EXERCISE DESCRIPTION:
Reproduce the items below word for word, starting at the line containing "Mark every instance of shoulder" and ending at the line containing "745;189;824;319".

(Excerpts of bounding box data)
■ ■ ■

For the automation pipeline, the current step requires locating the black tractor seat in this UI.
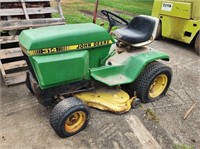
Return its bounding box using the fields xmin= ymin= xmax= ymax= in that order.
xmin=113 ymin=15 xmax=158 ymax=47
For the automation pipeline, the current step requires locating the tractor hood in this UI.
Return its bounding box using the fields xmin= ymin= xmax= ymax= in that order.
xmin=19 ymin=23 xmax=114 ymax=55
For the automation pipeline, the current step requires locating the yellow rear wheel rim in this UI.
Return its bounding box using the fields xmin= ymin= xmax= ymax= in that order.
xmin=149 ymin=74 xmax=168 ymax=98
xmin=65 ymin=111 xmax=86 ymax=133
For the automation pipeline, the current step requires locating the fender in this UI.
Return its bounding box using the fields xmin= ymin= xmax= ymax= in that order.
xmin=90 ymin=48 xmax=169 ymax=86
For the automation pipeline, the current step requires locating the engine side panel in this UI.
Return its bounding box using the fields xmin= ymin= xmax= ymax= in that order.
xmin=30 ymin=51 xmax=89 ymax=89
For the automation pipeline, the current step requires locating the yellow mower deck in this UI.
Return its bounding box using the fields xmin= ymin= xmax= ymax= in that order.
xmin=74 ymin=88 xmax=136 ymax=113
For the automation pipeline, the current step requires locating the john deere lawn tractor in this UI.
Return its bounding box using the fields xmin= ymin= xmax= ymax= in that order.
xmin=19 ymin=10 xmax=172 ymax=137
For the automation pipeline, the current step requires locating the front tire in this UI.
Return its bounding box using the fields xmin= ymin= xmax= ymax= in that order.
xmin=25 ymin=72 xmax=34 ymax=94
xmin=129 ymin=61 xmax=172 ymax=102
xmin=50 ymin=97 xmax=89 ymax=138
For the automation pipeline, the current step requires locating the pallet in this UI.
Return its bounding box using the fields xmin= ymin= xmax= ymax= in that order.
xmin=0 ymin=0 xmax=65 ymax=86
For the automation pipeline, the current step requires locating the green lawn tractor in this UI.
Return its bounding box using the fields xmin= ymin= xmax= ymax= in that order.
xmin=152 ymin=0 xmax=200 ymax=55
xmin=19 ymin=10 xmax=172 ymax=137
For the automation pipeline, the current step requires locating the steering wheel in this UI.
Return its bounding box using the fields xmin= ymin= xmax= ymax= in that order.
xmin=101 ymin=10 xmax=129 ymax=32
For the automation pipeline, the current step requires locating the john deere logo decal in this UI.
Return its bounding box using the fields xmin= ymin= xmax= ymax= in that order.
xmin=25 ymin=40 xmax=113 ymax=55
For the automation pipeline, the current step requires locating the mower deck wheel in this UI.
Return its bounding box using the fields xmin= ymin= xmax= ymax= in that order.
xmin=50 ymin=97 xmax=89 ymax=138
xmin=129 ymin=61 xmax=172 ymax=102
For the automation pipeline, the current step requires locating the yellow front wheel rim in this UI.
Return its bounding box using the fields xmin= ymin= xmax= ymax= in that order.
xmin=65 ymin=111 xmax=86 ymax=133
xmin=149 ymin=74 xmax=168 ymax=98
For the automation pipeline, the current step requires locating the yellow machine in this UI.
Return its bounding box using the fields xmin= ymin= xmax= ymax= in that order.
xmin=152 ymin=0 xmax=200 ymax=55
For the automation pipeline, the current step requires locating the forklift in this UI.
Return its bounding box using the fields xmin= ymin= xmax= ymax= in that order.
xmin=152 ymin=0 xmax=200 ymax=55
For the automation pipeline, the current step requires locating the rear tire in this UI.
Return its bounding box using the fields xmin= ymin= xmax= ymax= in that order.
xmin=50 ymin=97 xmax=89 ymax=138
xmin=194 ymin=31 xmax=200 ymax=56
xmin=129 ymin=61 xmax=172 ymax=102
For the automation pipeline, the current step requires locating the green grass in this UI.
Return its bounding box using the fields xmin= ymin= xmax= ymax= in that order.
xmin=57 ymin=0 xmax=153 ymax=27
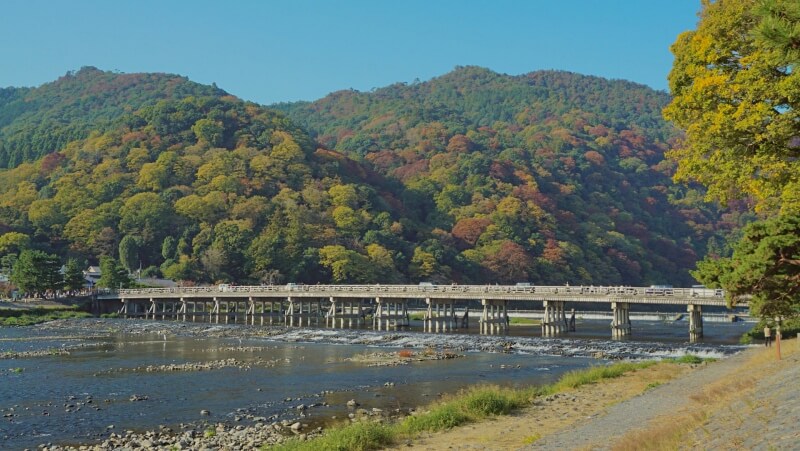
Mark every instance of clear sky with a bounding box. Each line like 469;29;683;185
0;0;700;104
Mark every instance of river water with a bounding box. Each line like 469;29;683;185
0;320;750;449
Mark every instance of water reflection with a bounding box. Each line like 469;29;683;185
0;321;746;449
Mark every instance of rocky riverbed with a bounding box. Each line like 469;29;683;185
0;319;752;449
34;319;744;360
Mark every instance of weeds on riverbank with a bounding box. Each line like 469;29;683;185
542;360;658;395
265;361;657;451
272;423;397;451
0;309;92;326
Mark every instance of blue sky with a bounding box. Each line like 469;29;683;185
0;0;700;104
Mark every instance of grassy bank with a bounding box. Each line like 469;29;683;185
0;307;92;326
270;361;658;451
739;318;800;344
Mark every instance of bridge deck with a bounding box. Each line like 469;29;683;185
98;284;726;306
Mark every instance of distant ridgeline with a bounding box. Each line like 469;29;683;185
0;67;752;286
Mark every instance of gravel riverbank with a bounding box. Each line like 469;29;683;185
0;319;760;450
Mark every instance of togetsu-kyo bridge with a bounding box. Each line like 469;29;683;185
96;283;726;341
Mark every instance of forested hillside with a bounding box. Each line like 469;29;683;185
0;67;225;168
275;67;752;284
0;67;737;285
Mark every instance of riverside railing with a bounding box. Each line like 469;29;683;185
99;283;725;301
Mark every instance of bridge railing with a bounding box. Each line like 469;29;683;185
105;284;725;299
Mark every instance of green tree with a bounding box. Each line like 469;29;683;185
161;236;178;260
693;215;800;318
97;257;131;289
119;235;142;274
119;193;172;245
319;245;375;283
11;249;62;295
64;258;86;291
664;0;800;212
0;232;31;254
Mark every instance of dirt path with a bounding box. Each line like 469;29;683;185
390;365;691;450
384;340;800;450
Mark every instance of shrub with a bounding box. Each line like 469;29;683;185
463;387;524;417
401;404;470;434
276;423;395;451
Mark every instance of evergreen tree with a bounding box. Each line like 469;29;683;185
97;257;131;289
64;258;86;291
11;249;62;295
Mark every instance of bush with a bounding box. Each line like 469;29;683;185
672;354;703;363
142;266;161;278
547;360;656;393
276;423;395;451
463;387;526;417
400;404;470;434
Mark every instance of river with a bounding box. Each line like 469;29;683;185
0;319;750;449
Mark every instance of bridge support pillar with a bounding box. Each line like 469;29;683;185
480;299;508;335
687;304;703;342
372;297;409;330
542;301;567;337
119;298;130;319
144;298;156;319
208;298;219;324
611;302;631;338
424;298;458;333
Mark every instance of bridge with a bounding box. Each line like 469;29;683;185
96;283;726;341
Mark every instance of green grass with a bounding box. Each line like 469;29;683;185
543;360;658;394
739;318;800;344
269;361;658;451
0;309;92;326
272;423;397;451
666;354;717;364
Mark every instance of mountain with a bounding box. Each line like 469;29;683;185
0;67;739;285
0;67;226;168
273;67;752;284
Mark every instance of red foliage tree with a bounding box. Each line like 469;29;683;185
451;218;492;248
484;241;533;283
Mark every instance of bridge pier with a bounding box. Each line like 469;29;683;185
325;297;364;329
480;299;508;335
285;297;322;327
687;304;703;342
424;298;458;333
611;302;631;338
542;301;567;337
208;297;219;324
255;297;286;326
372;297;409;330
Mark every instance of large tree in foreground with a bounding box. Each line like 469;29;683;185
11;249;63;295
664;0;800;318
664;0;800;212
693;215;800;318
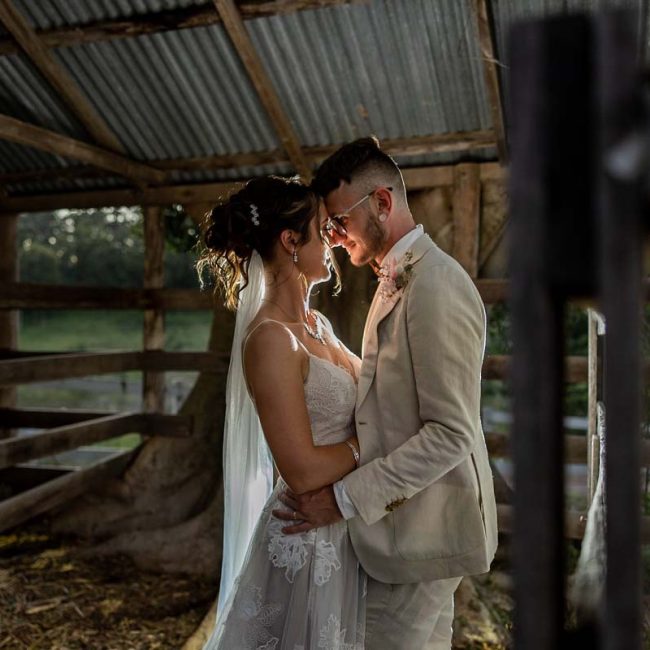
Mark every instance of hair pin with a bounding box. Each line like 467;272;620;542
251;203;260;226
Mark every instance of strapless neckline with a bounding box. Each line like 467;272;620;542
305;348;357;386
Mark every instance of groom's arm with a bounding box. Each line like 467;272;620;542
341;266;485;525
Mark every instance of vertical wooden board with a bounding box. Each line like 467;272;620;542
0;214;18;438
142;207;165;413
452;163;481;278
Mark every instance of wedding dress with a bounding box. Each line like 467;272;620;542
204;322;366;650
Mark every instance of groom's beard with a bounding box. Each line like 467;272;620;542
352;212;386;266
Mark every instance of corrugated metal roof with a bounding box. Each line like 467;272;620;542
0;0;647;197
14;0;212;29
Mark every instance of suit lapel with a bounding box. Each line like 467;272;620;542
357;234;435;408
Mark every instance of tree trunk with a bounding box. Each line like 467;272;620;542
53;309;234;578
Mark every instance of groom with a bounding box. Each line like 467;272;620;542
277;138;497;650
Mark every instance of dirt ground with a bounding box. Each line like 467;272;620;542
0;524;512;650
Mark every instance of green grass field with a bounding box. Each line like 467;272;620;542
18;310;212;352
18;310;212;448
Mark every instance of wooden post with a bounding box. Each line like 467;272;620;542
0;214;18;438
142;207;165;413
452;163;481;278
594;11;647;650
510;16;595;650
587;309;605;498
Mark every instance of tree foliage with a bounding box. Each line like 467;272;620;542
18;206;197;288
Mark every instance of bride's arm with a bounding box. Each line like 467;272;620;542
244;323;358;494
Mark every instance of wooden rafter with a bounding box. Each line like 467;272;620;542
0;129;496;185
213;0;311;181
0;162;505;213
473;0;508;165
0;0;124;153
0;115;166;183
0;0;368;56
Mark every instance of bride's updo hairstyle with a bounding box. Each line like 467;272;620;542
197;176;320;310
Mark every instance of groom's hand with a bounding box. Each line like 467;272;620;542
273;485;343;535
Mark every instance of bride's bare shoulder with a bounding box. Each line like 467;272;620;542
243;317;304;367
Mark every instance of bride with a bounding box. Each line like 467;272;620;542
199;177;366;650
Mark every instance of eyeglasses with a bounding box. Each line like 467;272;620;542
320;187;393;246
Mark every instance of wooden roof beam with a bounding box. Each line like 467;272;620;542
472;0;508;165
0;162;505;213
0;0;125;153
0;0;368;56
0;129;496;185
213;0;311;182
0;115;167;185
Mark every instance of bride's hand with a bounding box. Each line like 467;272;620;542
273;484;342;535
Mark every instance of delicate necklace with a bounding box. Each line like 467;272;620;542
302;310;327;345
263;298;327;345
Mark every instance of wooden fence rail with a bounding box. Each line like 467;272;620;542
485;431;650;467
0;413;191;469
0;350;228;386
0;449;138;531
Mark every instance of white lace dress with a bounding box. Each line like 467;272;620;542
204;354;366;650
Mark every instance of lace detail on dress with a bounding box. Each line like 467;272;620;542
318;614;359;650
237;585;284;650
204;334;366;650
268;517;316;582
305;355;357;444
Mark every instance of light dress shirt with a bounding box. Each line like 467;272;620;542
334;225;424;519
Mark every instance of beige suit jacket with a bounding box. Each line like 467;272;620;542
343;235;497;583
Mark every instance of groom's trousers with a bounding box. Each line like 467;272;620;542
365;576;461;650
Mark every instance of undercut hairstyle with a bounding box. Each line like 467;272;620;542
311;136;406;199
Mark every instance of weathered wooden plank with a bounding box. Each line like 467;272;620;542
0;413;140;469
0;350;227;385
213;0;312;177
0;0;125;153
142;350;229;373
0;135;498;189
0;0;368;55
596;11;647;650
473;0;508;165
0;408;113;429
0;163;505;213
142;206;165;413
482;354;587;384
0;115;167;184
497;503;584;542
452;163;481;278
0;181;244;210
485;431;650;467
0;408;193;437
0;214;18;438
0;352;144;385
0;450;137;530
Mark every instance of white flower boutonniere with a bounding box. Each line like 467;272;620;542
379;251;413;302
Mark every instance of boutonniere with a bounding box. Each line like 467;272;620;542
379;251;413;302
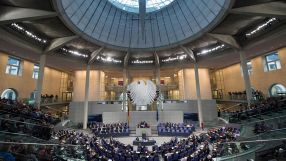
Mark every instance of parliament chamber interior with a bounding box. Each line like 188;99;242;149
0;0;286;161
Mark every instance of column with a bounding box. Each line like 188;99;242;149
122;68;128;111
238;50;252;107
35;54;47;109
83;65;90;129
194;63;204;126
155;67;161;86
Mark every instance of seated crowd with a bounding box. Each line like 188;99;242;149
157;122;195;136
253;121;286;134
137;121;150;128
87;122;129;137
204;127;240;157
0;139;54;161
0;121;244;161
0;99;60;140
225;97;286;122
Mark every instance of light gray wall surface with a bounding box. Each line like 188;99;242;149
69;100;217;123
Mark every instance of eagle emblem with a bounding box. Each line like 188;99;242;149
127;80;156;106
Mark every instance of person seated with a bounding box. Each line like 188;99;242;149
0;144;15;161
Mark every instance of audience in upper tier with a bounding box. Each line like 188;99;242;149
225;97;286;122
0;98;60;125
137;121;150;128
87;122;129;136
41;94;59;103
228;90;264;100
0;99;60;140
253;121;286;134
157;122;195;136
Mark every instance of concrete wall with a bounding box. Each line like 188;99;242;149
73;70;105;101
163;100;217;121
178;69;212;100
69;100;217;123
0;52;68;99
213;48;286;96
69;101;121;122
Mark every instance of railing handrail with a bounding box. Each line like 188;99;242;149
0;117;50;128
0;141;80;147
240;128;286;140
220;103;242;110
242;115;286;126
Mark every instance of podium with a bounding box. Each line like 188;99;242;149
136;128;152;137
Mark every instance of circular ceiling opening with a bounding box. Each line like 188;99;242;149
108;0;174;13
53;0;233;51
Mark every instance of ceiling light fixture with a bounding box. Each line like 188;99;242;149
96;56;122;63
61;48;88;58
131;59;154;64
162;54;187;63
245;18;278;37
10;23;47;44
197;44;225;55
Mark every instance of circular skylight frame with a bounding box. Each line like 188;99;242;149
52;0;235;52
108;0;175;14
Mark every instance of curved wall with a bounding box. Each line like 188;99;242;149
179;68;212;100
73;70;105;102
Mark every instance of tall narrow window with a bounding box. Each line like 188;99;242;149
32;64;40;79
265;53;281;71
247;61;253;75
6;57;21;75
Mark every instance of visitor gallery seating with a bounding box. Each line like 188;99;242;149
157;122;195;136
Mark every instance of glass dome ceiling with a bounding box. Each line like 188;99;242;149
53;0;234;51
108;0;174;13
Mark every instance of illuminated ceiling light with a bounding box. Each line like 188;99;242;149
96;56;122;63
245;18;278;37
162;54;187;62
197;44;225;55
131;59;154;64
10;23;47;44
61;48;88;58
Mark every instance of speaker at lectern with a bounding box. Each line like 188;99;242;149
142;132;147;140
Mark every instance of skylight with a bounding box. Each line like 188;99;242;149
108;0;174;13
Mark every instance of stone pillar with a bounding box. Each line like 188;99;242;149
155;67;161;89
35;54;47;108
194;63;204;126
122;68;128;111
83;65;90;129
238;50;252;107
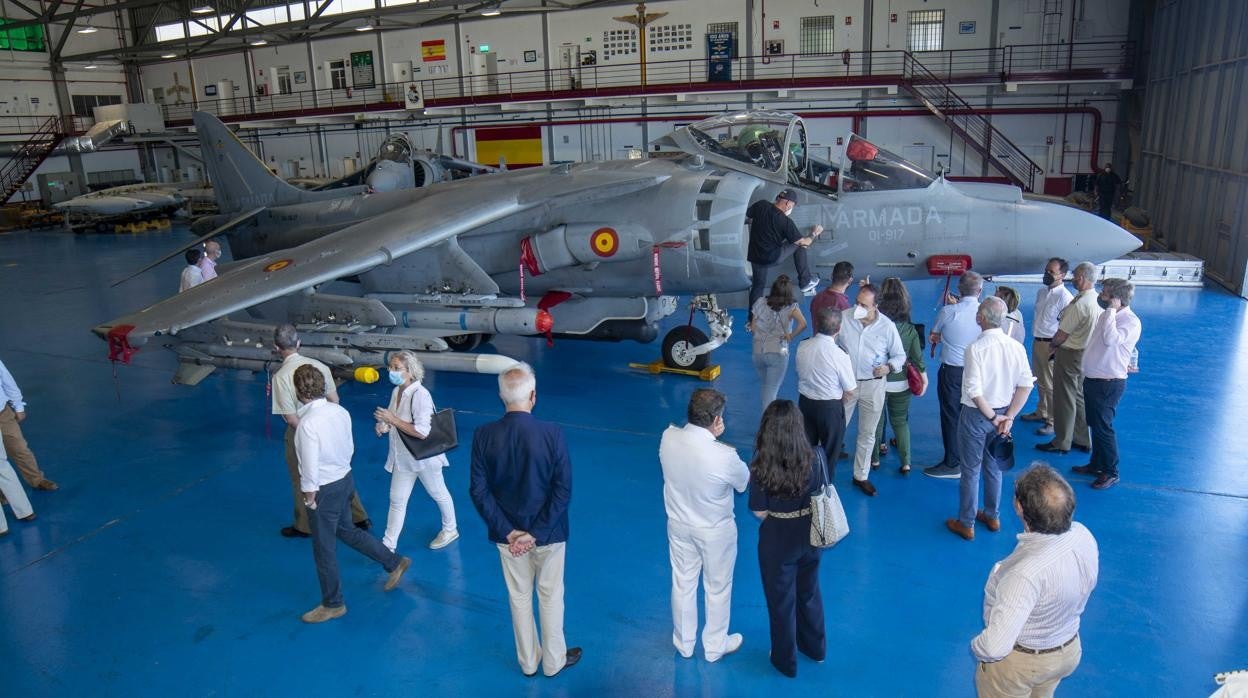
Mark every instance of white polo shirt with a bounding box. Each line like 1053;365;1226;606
295;397;356;492
797;335;857;400
659;425;750;528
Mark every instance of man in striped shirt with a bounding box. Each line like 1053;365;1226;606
971;465;1099;698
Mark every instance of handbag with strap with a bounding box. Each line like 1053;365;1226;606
906;361;924;396
398;407;459;461
810;448;850;548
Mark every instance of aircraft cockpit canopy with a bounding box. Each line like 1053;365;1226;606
689;111;796;172
841;135;936;191
377;134;412;165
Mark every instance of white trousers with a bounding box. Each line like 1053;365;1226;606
668;519;736;662
382;468;456;552
498;543;568;677
845;378;887;479
0;454;35;533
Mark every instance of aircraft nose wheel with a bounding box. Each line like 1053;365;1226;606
663;325;710;371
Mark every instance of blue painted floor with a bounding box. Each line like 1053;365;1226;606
0;227;1248;697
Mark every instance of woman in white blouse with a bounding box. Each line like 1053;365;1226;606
373;351;459;551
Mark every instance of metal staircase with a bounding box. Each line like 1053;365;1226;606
0;116;70;204
901;51;1045;191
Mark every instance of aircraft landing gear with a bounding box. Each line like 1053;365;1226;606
663;293;733;371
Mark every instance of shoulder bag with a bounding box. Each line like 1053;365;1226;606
810;447;850;548
391;407;459;461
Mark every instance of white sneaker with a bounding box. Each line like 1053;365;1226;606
429;529;459;551
706;633;745;662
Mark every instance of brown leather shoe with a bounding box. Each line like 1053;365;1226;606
945;518;975;541
854;479;875;497
975;512;1001;533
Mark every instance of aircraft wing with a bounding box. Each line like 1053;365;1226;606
94;167;665;357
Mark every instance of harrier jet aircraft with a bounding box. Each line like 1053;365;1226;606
95;112;1138;383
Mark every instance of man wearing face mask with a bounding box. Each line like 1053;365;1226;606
1036;262;1101;453
1071;278;1141;489
198;240;221;281
836;283;906;497
924;271;983;479
272;325;372;538
1020;257;1075;435
745;189;824;319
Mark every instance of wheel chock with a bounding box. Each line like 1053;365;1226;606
628;358;719;381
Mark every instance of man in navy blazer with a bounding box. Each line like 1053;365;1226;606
469;363;580;677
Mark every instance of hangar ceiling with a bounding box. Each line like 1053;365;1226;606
5;0;635;64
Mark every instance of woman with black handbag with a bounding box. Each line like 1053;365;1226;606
750;400;827;678
373;351;459;551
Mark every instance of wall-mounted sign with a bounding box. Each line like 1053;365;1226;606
351;51;377;87
421;39;447;62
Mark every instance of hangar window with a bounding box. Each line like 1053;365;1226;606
907;10;945;51
800;15;836;55
706;21;740;59
156;22;186;41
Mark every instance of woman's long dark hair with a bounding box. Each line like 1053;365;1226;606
768;273;797;311
877;276;910;322
750;400;815;498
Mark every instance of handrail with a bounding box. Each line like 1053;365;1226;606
161;41;1134;125
902;51;1045;191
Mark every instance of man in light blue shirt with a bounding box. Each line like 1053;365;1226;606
924;271;983;479
0;361;57;492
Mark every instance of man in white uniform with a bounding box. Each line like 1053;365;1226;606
659;388;750;662
836;283;906;497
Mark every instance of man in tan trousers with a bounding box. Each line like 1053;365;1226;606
273;325;372;538
0;361;59;492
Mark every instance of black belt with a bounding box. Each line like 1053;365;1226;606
1015;633;1080;654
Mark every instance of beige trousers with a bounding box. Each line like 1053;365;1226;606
498;543;568;677
1031;340;1053;425
829;378;889;481
0;403;45;487
286;425;368;533
975;637;1083;698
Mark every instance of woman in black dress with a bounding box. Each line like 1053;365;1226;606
750;400;827;677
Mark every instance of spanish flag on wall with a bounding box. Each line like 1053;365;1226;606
474;126;543;170
421;39;447;62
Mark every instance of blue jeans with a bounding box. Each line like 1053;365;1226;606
308;472;399;608
936;363;962;468
957;405;1006;528
1083;378;1127;477
753;351;789;410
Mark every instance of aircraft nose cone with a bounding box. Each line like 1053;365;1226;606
1022;202;1139;266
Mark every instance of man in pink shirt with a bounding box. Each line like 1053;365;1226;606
198;240;221;281
810;261;854;325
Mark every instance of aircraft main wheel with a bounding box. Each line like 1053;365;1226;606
443;333;489;351
663;325;710;371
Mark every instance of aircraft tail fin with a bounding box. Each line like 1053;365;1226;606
192;111;359;214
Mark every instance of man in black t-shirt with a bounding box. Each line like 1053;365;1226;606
745;189;824;317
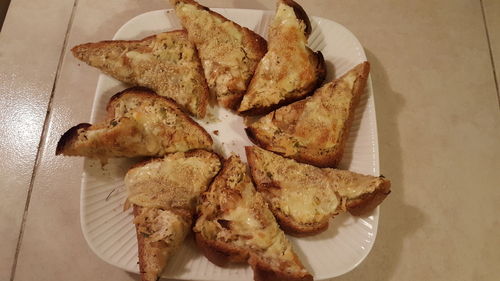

■ ■ ■

WRITTEN SOLUTION:
Mark every instance of shoulder bag with a bounding box. Each line like 1053;365;1226;606
810;447;850;548
391;407;459;461
Mark every instance of white sneaker with a bounding box. Each line like 1053;365;1226;606
429;529;459;551
706;633;745;662
Mark every instance of brown leather shoe with a bounding box. Each line like 1053;365;1226;606
945;518;975;541
854;479;875;497
975;512;1001;533
Mark every instance of aircraft wing with a bounding box. Each line like 1053;365;1226;606
94;167;665;357
Mark every instance of harrier jet aircraft with a bounding box. Each line like 1053;365;1226;606
95;112;1138;383
Mark every instance of man wearing face mask with a bounding box. Each line like 1053;365;1226;606
1036;262;1101;453
1071;278;1141;489
198;240;221;281
836;283;906;497
924;271;983;479
272;325;372;538
1020;257;1075;435
745;189;824;319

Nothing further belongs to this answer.